Passage to read =>
↓↓↓
- Born: Augusta Noreen Bugler 18 December 1905 Dorchester
- Died: 25 October 2011 (aged 105)
- Resting place: Ashes scattered in the garden of 22 Moreton Road, Owermoigne
- Occupation: Actress
- Spouse: Frank Woodhall

= Norrie Woodhall =

English actress (1905–2011)

Norrie Woodhall (née Bugler, 18 December 1905 – 25 October 2011) was an English actress who was the last surviving member of the Hardy Players, an amateur theatrical group based in Dorchester, Dorset, that formed in 1908 to perform dramatisations of the works of novelist Thomas Hardy.

==Biography==
Acting

Augusta Noreen Bugler (“Gus” to her family, but "Norrie" more widely) was born in Dorchester in 1905, the youngest of four surviving children of Arthur Henry Bugler, a confectioner and baker, and Augusta Lydia Florence. Her parents ran the Central Temperance Hotel at 44 South Street in Dorchester; a plaque on the site of the hotel states that she was born there.

She attended Casterbridge School, a small private school in Dorchester, and then Beaminster Grammar School. She sat the Oxford Senior Examination in 1922 and passed with distinctions in History and French. These qualifications were not the basis for her career:

Norrie was born to act and as a young girl she loved to peep through a hole in the curtain to watch The Hardy Players rehearse in the dining room of her home [at the hotel]. As soon as she was old enough she joined them, and during the First World War, as part of a group called The Gypsies, would recite poems for the soldiers who were camping on Poundbury. Norrie was a natural actress, a talent which certainly did not diminish over her long life.

In 1924, at age 18, she played the part of Liza-Lu, Tess Durbeyfield’s sister, in Tess of the d'Urbervilles at the Corn Exchange in Dorchester. She was cast in the role by Hardy himself.

The BBC's tribute noted that "Norrie Woodhall was among a handful of Dorset actors who performed plays based on the author's works in 1924, rehearsing at Hardy's home at Max Gate." The Players were disbanded in 1928, the year of Hardy's death. In 2005, in response to a 100th birthday wish for Norrie, the New Hardy Players were formed. She was later their president. At her death Norrie was "the last of The Hardy Players".

Farming

In the early 1930s, Norrie's mother became ill with peritonitis and was rushed into hospital. She recovered, but the family retired from their business at the hotel, and moved to a house in Crossways, a village 6 miles to the east of Dorchester. Norrie became interested in raising poultry. The family bought Sunnybrook Poultry Farm in Owermoigne, and Norrie invested in some white Wyandottes; they later won a Gold Medal at the Dorset Laying Trials. She joined the Women's Land Army as a full-time poultry farmer from 1938 until the end of 1942. Her mother died of cancer during that time, on 6 March 1940; she is believed to have inspired the character Tess of the D'Urbervilles.
↑↑↑
Problem set =>
- a) Decide whether each statement agrees with the Norrie Woodhall biography. Answer yes or no, and quote the deciding words exactly. (i) Hardy personally cast her as Liza-Lu. (ii) The Hardy Players were disbanded in 1924. (iii) Her service in the Women's Land Army lasted until the end of 1942.
- b) Continue the Norrie Woodhall biography after its last sentence, the one about her mother's death.

Supplied entries =>
↓↓↓
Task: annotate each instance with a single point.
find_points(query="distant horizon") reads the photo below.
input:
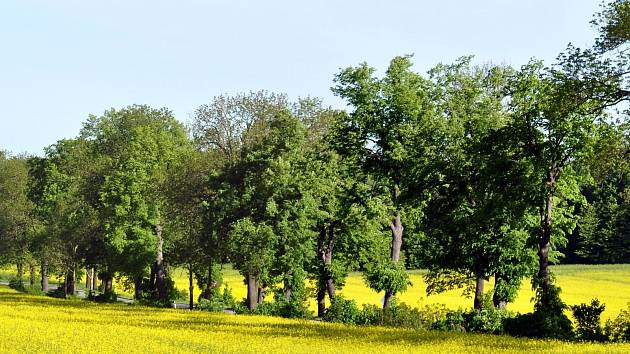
(68, 59)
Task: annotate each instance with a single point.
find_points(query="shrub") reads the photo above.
(16, 284)
(588, 321)
(547, 321)
(618, 329)
(342, 310)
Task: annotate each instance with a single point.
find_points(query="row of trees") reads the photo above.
(471, 172)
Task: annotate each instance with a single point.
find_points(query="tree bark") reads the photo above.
(397, 233)
(137, 287)
(44, 276)
(191, 288)
(20, 275)
(88, 279)
(160, 273)
(31, 268)
(498, 300)
(478, 302)
(70, 281)
(252, 291)
(544, 246)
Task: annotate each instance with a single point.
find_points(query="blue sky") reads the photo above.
(61, 60)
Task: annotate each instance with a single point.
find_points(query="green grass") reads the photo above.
(38, 324)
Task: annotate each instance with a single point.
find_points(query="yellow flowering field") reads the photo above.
(38, 324)
(579, 283)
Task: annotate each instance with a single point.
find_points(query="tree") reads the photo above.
(137, 144)
(388, 115)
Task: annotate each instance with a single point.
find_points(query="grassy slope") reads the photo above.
(34, 324)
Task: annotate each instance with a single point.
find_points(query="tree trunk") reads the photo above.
(397, 232)
(544, 245)
(31, 268)
(20, 275)
(70, 281)
(137, 288)
(108, 283)
(478, 302)
(45, 276)
(191, 288)
(88, 279)
(321, 301)
(252, 291)
(160, 273)
(207, 292)
(262, 292)
(498, 300)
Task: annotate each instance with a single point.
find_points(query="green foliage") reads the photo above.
(387, 275)
(588, 318)
(218, 301)
(618, 329)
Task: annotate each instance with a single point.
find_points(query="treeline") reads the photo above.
(471, 172)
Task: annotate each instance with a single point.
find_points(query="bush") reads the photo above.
(588, 321)
(547, 321)
(618, 329)
(342, 310)
(16, 284)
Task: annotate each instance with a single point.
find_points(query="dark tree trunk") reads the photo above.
(70, 282)
(207, 292)
(321, 301)
(31, 269)
(478, 302)
(94, 278)
(160, 273)
(326, 284)
(498, 300)
(191, 288)
(262, 292)
(45, 276)
(108, 283)
(252, 291)
(152, 277)
(20, 275)
(544, 245)
(397, 232)
(137, 288)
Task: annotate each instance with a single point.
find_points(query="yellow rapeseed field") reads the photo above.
(579, 283)
(38, 324)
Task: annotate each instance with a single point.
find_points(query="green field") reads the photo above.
(30, 323)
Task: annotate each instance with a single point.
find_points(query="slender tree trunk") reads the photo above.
(498, 300)
(397, 233)
(20, 275)
(191, 288)
(137, 287)
(325, 246)
(478, 302)
(160, 273)
(88, 279)
(321, 301)
(70, 281)
(262, 292)
(94, 278)
(31, 268)
(45, 276)
(207, 292)
(544, 245)
(252, 291)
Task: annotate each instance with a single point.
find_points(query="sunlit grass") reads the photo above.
(35, 324)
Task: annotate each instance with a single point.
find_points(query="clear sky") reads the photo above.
(61, 60)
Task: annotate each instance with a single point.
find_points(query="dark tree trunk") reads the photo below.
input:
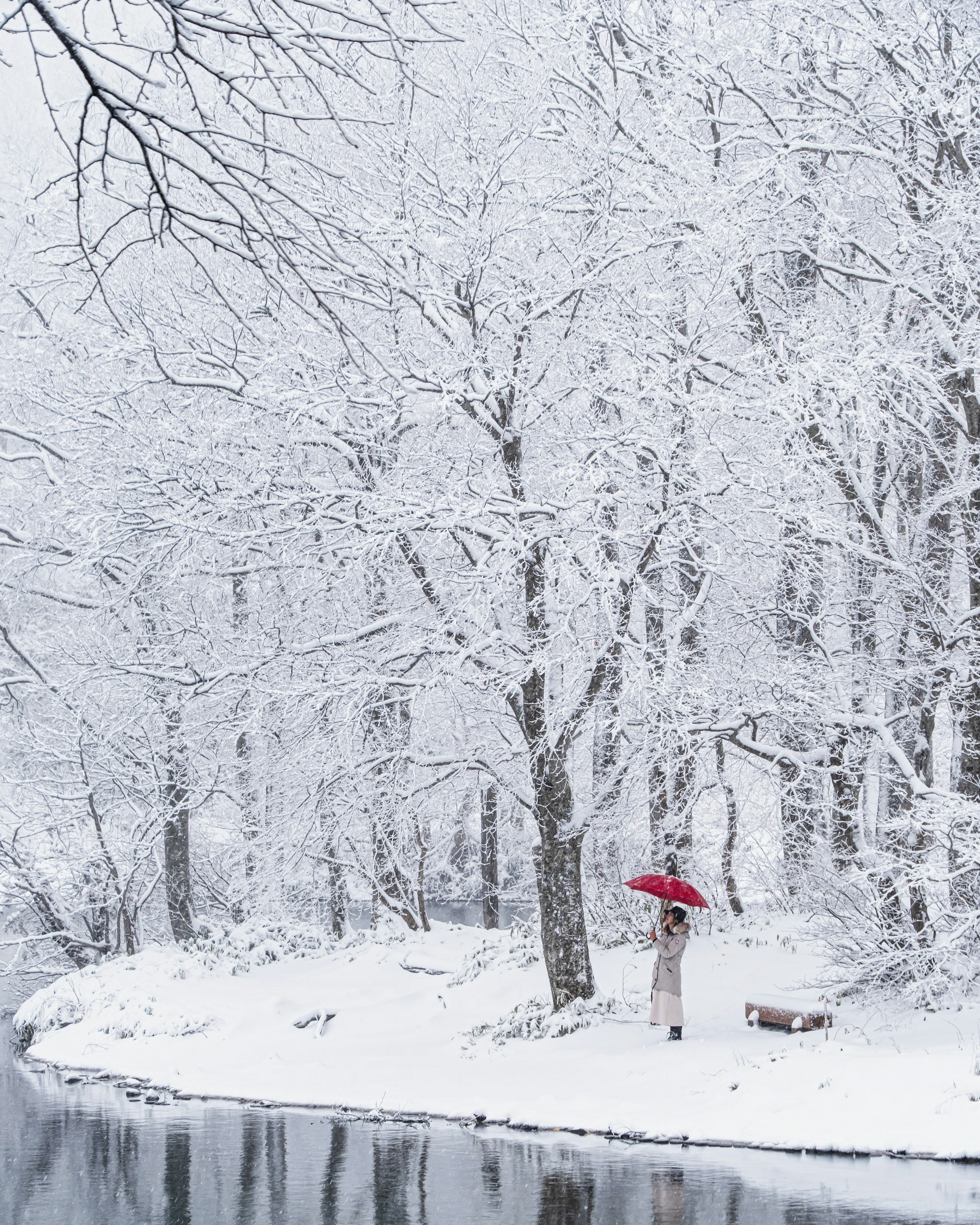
(177, 842)
(564, 939)
(339, 897)
(247, 788)
(732, 832)
(489, 858)
(847, 776)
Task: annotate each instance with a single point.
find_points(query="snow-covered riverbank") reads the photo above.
(402, 1039)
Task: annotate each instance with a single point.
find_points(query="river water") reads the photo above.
(83, 1154)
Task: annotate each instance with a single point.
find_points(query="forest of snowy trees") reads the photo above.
(541, 433)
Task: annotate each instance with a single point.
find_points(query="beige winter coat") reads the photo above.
(667, 974)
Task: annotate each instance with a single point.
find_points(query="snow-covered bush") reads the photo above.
(120, 999)
(258, 941)
(516, 949)
(536, 1019)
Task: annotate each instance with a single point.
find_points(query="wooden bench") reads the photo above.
(785, 1012)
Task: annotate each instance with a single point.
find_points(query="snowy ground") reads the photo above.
(881, 1082)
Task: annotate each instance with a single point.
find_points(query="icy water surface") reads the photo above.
(84, 1156)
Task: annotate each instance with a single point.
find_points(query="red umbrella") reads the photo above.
(669, 887)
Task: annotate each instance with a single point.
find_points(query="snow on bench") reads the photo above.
(787, 1012)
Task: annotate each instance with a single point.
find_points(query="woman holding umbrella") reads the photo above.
(666, 996)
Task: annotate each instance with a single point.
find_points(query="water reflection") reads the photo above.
(83, 1156)
(177, 1178)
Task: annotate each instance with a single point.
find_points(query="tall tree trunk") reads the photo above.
(177, 840)
(489, 858)
(732, 831)
(564, 939)
(247, 788)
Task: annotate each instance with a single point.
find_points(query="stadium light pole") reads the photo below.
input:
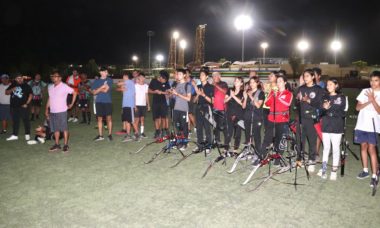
(159, 58)
(303, 46)
(243, 22)
(264, 46)
(149, 34)
(175, 37)
(336, 46)
(181, 54)
(135, 59)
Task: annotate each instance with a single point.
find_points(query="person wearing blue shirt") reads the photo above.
(102, 89)
(127, 87)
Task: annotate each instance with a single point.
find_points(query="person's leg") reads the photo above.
(335, 140)
(109, 124)
(200, 121)
(4, 125)
(312, 138)
(237, 137)
(100, 125)
(373, 156)
(65, 137)
(32, 109)
(268, 138)
(16, 112)
(37, 110)
(257, 135)
(56, 137)
(26, 120)
(248, 128)
(326, 147)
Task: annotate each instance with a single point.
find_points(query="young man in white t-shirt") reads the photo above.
(368, 126)
(142, 103)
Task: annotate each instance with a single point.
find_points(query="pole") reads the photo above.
(242, 46)
(263, 55)
(149, 57)
(175, 53)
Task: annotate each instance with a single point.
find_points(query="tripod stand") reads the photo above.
(222, 156)
(301, 152)
(249, 150)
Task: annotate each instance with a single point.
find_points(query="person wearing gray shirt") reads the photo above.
(182, 95)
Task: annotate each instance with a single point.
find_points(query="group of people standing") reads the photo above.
(208, 105)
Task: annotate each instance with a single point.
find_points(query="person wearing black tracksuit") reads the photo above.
(253, 112)
(234, 101)
(203, 99)
(310, 98)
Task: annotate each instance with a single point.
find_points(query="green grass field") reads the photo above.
(100, 184)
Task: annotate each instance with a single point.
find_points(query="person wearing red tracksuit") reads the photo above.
(278, 119)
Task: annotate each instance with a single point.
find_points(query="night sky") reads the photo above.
(111, 31)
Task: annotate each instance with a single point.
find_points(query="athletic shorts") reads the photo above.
(365, 137)
(37, 101)
(5, 112)
(141, 111)
(128, 115)
(103, 109)
(58, 121)
(191, 107)
(70, 99)
(83, 103)
(159, 111)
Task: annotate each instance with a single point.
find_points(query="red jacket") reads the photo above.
(282, 103)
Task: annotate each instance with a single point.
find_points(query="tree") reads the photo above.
(295, 63)
(92, 68)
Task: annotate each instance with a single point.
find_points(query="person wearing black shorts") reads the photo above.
(159, 88)
(102, 88)
(142, 102)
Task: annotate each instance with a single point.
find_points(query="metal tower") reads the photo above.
(199, 54)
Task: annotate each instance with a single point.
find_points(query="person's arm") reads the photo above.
(147, 101)
(10, 90)
(73, 100)
(28, 101)
(245, 96)
(47, 108)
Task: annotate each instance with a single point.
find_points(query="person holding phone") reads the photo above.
(102, 88)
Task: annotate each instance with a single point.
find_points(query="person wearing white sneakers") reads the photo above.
(21, 96)
(333, 113)
(56, 110)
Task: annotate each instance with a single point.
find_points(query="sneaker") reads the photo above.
(362, 175)
(322, 174)
(311, 168)
(183, 147)
(41, 140)
(196, 150)
(109, 137)
(256, 162)
(32, 142)
(121, 132)
(65, 148)
(137, 137)
(54, 148)
(276, 163)
(374, 182)
(127, 138)
(12, 137)
(98, 138)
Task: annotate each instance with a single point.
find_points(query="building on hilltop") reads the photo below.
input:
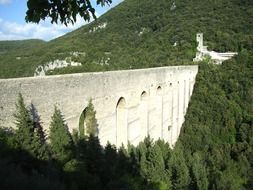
(203, 52)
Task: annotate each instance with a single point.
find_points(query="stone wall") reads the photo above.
(130, 104)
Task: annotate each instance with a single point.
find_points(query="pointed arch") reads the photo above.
(143, 115)
(121, 122)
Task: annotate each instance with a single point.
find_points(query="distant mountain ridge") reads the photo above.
(140, 34)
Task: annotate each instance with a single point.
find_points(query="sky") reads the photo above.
(14, 27)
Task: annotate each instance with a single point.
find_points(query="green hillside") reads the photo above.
(215, 147)
(18, 45)
(142, 33)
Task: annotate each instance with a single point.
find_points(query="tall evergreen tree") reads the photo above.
(61, 142)
(26, 136)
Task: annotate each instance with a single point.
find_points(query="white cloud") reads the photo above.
(44, 30)
(4, 2)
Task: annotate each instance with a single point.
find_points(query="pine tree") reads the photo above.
(61, 142)
(26, 136)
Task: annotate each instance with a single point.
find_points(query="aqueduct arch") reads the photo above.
(123, 100)
(121, 120)
(143, 115)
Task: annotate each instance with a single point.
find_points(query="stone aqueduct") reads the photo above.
(129, 104)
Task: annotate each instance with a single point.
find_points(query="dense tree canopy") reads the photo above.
(65, 11)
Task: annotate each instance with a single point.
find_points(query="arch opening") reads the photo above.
(121, 125)
(87, 122)
(143, 115)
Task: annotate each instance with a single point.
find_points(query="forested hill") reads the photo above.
(143, 33)
(17, 45)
↑↑↑
Answers to each task =>
- a)
(i) Yes: "She was cast in the role by Hardy himself."
(ii) No: "The Players were disbanded in 1928, the year of Hardy's death."
(iii) Yes: "She joined the Women's Land Army as a full-time poultry farmer from 1938 until the end of 1942."

- b)
Early in the war years Norrie became interested in beekeeping. A nearby friend helped her set up a hive and she developed a new skill which grew over the years, ending up with ten hives. But one day she was badly bitten and nearly died. Her doctor advised her to give up beekeeping, which she did. She changed her poultry activities from free-range hens to egg production. She had many happy customers over quite an area, including one couple, Sarah and Frank Woodhall, who came from Weymouth. After Sarah had died of cancer in 1943, Frank Woodhall helped Norrie with the poultry.

==Personal life==
Norrie Bugler married Frank Woodhall, eight years her senior, in 1962 at Weymouth Registry Office. "Both were passionate about history and heritage and spent much time visiting National Trust properties and gardens across the country". He died in 1988. She described the 25 years they were married as the happiest of her life.

A supplement to her 2006 biography, Norrie’s Second Century, was published in 2010.

In 2010, it was revealed that a collection of Hardy’s original manuscripts was to be sold at a charity auction. Woodhall and the New Hardy Players, supported by institutions such as the University of Exeter and the Dorset County Museum, launched a campaign to raise £58,000 to buy the collection. The campaign was successful, and the papers are now in the Dorset Museum.

Norrie Woodhall died on 25 October 2011. Her will stated that "I wish to be cremated after a short non-religious service and my ashes to be scattered in the garden of 22 Moreton Road, Owermoigne." A memorial service was held at Dorchester United Church on 21 November 2011, at which Lord Julian Fellowes addressed the large gathering. A year earlier he had interviewed Norrie in Thomas Hardy's study at the Dorset Museum & Art Gallery.